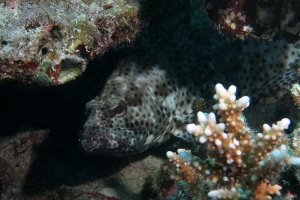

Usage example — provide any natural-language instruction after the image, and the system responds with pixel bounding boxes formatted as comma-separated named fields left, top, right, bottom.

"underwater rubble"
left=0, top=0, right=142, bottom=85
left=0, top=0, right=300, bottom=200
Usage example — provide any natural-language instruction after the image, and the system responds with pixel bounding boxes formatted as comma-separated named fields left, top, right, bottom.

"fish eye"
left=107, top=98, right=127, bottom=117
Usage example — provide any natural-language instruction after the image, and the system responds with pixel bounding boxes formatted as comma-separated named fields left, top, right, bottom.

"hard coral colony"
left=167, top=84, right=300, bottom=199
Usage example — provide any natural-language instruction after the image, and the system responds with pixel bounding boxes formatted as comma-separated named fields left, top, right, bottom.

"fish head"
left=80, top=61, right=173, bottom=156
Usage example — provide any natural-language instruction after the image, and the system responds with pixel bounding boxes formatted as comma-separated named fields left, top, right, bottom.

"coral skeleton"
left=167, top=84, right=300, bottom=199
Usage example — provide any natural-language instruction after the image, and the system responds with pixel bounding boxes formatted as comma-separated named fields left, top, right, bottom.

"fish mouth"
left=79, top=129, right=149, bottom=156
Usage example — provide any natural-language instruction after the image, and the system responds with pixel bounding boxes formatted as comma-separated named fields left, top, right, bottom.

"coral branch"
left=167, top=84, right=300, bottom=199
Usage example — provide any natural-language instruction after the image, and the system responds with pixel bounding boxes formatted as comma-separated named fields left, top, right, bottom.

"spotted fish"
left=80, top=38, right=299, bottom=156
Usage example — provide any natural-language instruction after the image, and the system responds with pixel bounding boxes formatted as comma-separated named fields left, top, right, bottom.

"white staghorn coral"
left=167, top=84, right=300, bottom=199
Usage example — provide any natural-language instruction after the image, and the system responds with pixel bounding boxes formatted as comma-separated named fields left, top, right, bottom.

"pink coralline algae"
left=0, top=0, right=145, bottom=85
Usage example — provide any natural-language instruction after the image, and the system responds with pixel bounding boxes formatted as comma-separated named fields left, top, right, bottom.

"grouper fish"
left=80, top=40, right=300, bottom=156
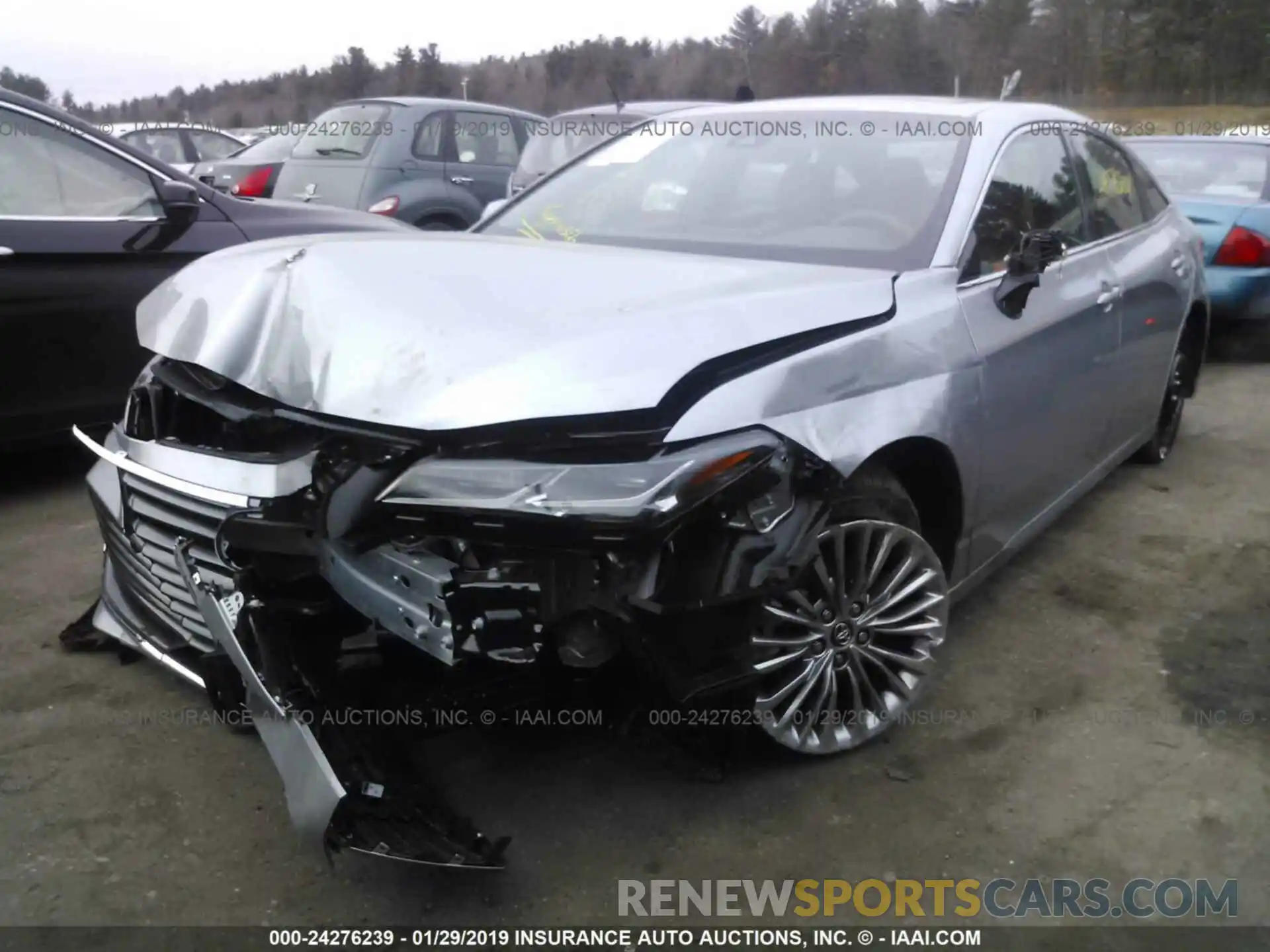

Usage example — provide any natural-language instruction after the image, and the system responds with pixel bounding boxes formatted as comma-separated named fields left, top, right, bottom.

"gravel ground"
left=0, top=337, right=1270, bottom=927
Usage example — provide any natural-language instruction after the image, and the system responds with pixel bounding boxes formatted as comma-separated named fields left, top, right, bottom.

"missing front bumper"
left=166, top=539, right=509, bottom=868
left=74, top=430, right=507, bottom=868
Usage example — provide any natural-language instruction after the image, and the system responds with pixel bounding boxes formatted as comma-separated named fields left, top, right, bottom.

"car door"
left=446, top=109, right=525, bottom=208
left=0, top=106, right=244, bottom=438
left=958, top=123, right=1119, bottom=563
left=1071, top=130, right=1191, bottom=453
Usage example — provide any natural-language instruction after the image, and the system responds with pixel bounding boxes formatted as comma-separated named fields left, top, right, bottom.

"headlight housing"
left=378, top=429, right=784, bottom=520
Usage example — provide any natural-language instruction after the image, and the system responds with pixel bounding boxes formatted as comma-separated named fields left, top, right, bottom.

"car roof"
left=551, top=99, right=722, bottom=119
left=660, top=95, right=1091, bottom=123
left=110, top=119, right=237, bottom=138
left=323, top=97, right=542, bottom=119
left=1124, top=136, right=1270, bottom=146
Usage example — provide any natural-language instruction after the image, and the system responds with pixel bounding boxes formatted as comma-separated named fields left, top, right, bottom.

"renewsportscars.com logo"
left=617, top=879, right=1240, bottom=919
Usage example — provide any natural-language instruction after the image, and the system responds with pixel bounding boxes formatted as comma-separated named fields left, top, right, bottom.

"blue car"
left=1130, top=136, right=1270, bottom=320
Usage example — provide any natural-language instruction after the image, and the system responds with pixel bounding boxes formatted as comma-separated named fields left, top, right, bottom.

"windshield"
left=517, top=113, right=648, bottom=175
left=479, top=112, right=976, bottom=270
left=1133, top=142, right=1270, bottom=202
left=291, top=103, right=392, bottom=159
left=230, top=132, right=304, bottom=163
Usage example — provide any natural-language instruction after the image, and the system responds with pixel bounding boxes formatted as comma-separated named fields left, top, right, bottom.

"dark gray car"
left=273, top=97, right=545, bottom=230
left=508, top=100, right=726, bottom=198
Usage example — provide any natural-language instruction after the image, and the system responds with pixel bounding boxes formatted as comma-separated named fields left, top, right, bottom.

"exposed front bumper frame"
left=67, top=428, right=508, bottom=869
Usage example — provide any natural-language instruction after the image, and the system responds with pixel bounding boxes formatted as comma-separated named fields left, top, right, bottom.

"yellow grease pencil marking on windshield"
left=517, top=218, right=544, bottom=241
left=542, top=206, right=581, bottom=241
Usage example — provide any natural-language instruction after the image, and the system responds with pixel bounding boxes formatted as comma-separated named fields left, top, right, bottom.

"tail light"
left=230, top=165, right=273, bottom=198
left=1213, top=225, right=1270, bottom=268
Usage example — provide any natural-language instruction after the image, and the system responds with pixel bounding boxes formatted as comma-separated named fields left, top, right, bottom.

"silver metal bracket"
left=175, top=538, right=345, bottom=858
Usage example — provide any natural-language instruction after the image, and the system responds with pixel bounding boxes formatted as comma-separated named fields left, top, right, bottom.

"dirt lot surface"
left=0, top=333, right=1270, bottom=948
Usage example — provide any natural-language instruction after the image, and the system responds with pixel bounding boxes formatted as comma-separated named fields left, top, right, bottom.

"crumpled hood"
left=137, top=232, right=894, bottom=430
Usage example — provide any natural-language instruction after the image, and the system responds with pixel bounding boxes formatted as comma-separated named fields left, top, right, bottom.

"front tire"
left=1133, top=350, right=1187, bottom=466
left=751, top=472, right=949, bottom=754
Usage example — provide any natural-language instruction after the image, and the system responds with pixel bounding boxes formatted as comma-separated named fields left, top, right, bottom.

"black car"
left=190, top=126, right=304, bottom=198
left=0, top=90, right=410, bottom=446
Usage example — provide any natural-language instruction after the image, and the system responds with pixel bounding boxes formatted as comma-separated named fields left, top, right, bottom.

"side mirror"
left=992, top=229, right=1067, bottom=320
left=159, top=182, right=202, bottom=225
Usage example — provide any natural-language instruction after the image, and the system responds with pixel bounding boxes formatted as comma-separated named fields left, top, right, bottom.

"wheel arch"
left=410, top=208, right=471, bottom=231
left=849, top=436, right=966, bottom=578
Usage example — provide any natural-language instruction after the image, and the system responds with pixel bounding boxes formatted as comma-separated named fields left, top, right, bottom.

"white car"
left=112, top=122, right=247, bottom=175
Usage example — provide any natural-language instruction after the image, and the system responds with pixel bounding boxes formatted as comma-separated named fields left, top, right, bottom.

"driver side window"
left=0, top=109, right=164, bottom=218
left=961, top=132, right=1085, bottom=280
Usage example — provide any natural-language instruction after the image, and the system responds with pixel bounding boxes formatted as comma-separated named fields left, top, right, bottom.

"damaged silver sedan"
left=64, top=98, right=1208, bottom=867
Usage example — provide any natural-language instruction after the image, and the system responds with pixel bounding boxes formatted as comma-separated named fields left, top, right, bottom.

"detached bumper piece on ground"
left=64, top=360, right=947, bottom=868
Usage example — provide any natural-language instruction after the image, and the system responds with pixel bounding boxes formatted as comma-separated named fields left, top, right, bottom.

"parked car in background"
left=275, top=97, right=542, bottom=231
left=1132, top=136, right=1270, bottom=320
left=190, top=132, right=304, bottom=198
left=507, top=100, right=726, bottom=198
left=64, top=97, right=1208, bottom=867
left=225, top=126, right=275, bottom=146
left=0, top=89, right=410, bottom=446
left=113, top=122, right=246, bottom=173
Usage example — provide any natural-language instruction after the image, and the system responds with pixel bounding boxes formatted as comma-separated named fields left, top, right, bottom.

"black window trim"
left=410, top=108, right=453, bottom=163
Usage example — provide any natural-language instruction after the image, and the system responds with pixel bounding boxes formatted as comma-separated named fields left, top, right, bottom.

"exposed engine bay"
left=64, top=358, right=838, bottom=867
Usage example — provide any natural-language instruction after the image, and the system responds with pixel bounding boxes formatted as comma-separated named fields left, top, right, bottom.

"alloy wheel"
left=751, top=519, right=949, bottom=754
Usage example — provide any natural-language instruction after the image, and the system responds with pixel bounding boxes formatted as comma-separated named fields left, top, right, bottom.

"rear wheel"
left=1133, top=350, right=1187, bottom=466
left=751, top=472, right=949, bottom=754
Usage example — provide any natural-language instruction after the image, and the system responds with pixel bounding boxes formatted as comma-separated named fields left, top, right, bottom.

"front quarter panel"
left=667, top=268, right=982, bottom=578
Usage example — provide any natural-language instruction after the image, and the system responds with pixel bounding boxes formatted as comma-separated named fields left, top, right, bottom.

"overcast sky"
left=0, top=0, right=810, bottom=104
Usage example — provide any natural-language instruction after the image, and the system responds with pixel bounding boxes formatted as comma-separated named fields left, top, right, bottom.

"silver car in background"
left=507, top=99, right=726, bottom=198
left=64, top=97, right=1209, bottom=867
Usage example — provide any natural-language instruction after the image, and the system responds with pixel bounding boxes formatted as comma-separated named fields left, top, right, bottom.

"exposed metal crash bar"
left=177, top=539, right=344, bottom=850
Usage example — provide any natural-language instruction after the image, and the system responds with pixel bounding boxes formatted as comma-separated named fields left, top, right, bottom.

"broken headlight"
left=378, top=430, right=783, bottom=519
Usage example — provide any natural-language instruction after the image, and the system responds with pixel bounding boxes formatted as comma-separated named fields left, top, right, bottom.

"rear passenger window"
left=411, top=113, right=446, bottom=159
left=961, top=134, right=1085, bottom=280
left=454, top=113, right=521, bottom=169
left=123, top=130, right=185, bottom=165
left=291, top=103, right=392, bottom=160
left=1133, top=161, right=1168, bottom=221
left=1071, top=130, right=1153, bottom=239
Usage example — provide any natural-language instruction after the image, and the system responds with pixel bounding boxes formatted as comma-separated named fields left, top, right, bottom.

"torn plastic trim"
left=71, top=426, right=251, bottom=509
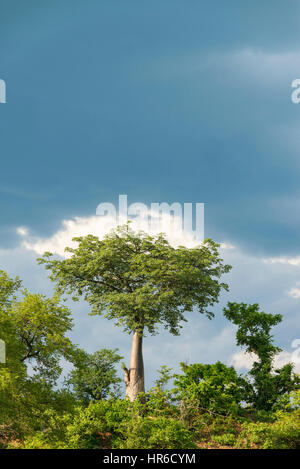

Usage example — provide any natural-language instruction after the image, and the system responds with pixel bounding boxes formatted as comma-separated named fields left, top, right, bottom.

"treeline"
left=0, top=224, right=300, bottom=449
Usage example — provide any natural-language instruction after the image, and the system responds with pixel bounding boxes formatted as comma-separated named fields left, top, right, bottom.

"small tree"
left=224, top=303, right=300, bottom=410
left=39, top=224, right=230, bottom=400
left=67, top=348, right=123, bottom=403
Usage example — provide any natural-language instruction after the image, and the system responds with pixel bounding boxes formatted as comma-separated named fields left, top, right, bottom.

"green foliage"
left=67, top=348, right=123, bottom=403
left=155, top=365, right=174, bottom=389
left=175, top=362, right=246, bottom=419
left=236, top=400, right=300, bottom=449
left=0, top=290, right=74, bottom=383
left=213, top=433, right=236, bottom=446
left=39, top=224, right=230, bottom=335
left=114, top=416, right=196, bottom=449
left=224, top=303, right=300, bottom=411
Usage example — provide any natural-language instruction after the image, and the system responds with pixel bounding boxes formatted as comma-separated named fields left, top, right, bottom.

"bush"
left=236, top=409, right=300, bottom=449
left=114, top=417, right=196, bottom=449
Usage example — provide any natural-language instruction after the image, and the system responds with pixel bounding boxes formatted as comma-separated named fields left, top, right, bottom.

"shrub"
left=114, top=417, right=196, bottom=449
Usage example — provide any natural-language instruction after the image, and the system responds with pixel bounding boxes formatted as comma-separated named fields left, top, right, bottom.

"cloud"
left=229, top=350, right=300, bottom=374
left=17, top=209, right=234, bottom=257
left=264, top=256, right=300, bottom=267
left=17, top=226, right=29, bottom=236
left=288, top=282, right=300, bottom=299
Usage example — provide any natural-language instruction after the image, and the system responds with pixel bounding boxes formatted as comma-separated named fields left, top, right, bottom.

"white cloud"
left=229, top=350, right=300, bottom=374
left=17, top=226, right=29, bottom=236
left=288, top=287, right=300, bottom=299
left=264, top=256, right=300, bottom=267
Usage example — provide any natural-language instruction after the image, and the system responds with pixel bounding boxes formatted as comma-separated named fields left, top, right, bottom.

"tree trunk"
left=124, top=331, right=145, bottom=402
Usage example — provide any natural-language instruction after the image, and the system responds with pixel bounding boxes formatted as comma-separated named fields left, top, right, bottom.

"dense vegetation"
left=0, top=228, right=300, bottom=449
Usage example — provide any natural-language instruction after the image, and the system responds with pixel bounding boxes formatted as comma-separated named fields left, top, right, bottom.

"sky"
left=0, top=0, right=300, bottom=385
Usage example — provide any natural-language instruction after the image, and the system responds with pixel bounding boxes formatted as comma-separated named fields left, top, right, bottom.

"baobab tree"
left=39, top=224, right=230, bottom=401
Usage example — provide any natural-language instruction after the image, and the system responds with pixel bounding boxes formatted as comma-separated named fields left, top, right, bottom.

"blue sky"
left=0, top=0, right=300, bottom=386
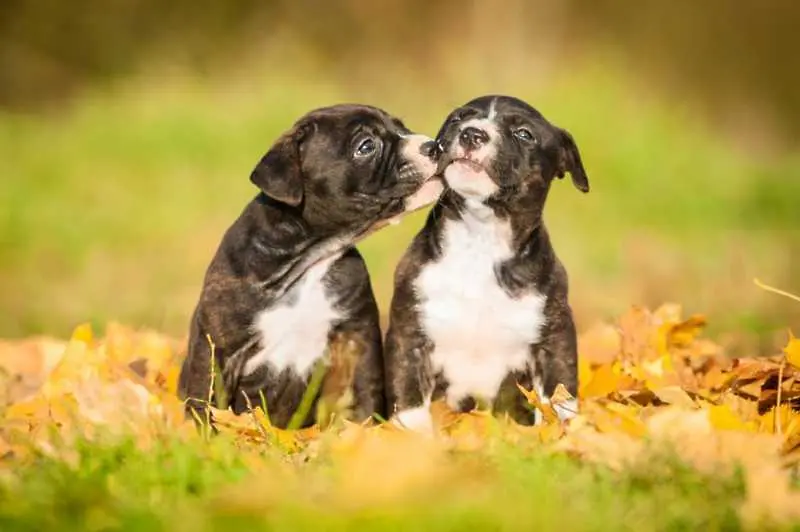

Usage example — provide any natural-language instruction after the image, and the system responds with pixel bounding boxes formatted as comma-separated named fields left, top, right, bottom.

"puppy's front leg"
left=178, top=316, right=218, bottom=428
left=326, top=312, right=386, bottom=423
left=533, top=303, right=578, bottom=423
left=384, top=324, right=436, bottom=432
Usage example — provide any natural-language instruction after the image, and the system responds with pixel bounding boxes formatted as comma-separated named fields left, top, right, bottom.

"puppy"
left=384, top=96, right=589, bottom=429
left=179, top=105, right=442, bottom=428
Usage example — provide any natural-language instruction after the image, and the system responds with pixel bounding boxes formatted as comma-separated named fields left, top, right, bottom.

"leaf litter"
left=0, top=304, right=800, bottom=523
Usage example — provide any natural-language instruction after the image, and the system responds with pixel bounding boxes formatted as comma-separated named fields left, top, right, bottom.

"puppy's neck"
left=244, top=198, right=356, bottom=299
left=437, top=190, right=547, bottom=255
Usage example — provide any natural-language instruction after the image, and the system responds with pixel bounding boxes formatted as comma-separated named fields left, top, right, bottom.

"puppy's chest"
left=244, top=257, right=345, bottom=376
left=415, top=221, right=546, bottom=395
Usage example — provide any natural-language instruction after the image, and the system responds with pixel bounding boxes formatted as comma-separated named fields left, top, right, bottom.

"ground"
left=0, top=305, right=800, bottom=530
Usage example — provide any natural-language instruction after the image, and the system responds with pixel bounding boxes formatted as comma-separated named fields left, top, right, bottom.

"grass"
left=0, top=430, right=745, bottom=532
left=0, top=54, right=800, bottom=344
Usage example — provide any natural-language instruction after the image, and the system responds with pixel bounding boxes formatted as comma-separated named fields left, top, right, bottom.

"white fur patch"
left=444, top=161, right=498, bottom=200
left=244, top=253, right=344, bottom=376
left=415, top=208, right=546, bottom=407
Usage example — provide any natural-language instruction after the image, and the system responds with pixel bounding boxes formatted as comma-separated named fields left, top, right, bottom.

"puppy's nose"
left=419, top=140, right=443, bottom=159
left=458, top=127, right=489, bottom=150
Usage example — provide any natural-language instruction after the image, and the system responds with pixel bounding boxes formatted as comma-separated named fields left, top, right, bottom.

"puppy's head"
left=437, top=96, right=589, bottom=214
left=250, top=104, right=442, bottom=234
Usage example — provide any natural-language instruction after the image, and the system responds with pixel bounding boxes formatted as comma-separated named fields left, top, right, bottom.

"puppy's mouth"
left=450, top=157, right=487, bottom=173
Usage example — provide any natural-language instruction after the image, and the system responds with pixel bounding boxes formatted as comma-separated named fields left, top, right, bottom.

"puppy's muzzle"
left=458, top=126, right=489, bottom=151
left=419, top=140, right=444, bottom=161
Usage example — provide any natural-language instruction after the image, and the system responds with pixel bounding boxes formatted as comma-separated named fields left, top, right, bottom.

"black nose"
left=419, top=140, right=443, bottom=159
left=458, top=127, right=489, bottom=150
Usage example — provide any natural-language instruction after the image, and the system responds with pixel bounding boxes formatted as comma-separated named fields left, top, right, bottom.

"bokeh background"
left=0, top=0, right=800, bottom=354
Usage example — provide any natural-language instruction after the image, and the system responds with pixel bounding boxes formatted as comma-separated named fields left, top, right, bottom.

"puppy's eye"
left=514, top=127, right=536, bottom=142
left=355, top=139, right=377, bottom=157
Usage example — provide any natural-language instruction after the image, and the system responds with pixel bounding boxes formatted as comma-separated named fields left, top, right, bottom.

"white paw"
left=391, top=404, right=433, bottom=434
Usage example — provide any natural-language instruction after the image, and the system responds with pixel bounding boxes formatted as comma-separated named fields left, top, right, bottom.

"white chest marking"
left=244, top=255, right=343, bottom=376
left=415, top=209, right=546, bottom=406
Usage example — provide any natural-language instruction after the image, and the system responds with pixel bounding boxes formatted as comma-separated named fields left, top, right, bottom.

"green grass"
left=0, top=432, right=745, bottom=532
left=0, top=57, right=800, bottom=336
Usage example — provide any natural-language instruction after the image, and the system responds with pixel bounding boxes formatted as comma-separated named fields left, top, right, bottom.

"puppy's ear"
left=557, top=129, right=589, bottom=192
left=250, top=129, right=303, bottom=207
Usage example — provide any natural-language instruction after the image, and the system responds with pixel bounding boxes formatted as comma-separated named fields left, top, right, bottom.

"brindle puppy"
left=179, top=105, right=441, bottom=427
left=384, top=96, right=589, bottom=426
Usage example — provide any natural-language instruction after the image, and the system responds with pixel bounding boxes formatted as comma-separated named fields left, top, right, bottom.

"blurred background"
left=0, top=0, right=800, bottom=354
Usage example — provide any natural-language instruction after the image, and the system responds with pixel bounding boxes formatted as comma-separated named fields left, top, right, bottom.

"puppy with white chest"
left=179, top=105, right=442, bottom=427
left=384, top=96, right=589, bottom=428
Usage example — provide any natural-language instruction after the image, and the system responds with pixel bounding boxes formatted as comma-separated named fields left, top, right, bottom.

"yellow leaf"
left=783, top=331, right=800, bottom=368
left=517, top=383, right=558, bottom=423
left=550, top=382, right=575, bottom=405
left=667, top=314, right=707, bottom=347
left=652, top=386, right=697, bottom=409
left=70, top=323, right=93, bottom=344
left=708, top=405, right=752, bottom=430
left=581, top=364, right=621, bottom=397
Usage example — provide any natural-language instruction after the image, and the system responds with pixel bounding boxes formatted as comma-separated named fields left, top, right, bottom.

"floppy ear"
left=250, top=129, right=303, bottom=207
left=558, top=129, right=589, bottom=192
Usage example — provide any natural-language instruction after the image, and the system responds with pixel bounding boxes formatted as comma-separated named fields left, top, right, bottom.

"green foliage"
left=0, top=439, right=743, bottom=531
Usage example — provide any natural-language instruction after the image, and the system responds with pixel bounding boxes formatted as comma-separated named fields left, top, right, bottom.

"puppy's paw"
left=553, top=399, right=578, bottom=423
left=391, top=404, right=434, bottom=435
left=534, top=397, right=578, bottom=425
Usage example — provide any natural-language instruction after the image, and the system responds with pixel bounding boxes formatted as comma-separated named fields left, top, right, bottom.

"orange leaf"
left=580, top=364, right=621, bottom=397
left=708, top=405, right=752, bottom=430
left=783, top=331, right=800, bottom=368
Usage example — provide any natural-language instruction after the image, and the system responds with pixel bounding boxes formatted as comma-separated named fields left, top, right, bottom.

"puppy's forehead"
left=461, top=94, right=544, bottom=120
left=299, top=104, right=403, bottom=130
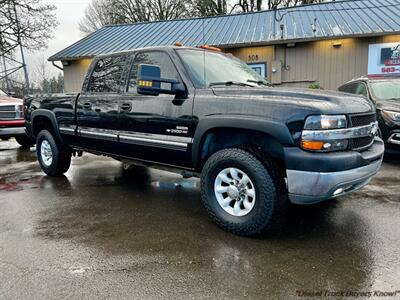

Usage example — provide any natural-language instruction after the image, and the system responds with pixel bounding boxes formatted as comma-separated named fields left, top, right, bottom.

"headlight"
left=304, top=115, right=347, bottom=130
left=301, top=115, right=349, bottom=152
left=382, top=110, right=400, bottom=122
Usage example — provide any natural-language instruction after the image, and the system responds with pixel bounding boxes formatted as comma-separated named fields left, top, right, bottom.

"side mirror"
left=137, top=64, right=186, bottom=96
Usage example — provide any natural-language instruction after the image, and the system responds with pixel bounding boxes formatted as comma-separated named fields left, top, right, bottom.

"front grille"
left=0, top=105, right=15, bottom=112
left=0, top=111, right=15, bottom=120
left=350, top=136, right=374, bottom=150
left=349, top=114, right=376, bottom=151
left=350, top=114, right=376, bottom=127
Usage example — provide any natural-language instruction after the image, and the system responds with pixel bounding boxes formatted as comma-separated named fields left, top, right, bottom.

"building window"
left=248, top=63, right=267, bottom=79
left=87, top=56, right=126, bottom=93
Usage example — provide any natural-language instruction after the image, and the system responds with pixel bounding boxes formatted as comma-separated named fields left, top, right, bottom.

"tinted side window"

_YOUR OBJECTIVE_: Could you turn the material, from its start through the line containing "left=0, top=0, right=300, bottom=200", into a numbered list with blank lines dropped and the picture left out?

_SOLUTION TO THIS EXERCISE_:
1. Usage example — provide any natural-language instruction after the image, and the system responds with pixel bounding boxes formatted as comma-separated named fields left, top, right, bottom.
2. "underwater rubble"
3. left=0, top=0, right=142, bottom=85
4. left=0, top=0, right=300, bottom=200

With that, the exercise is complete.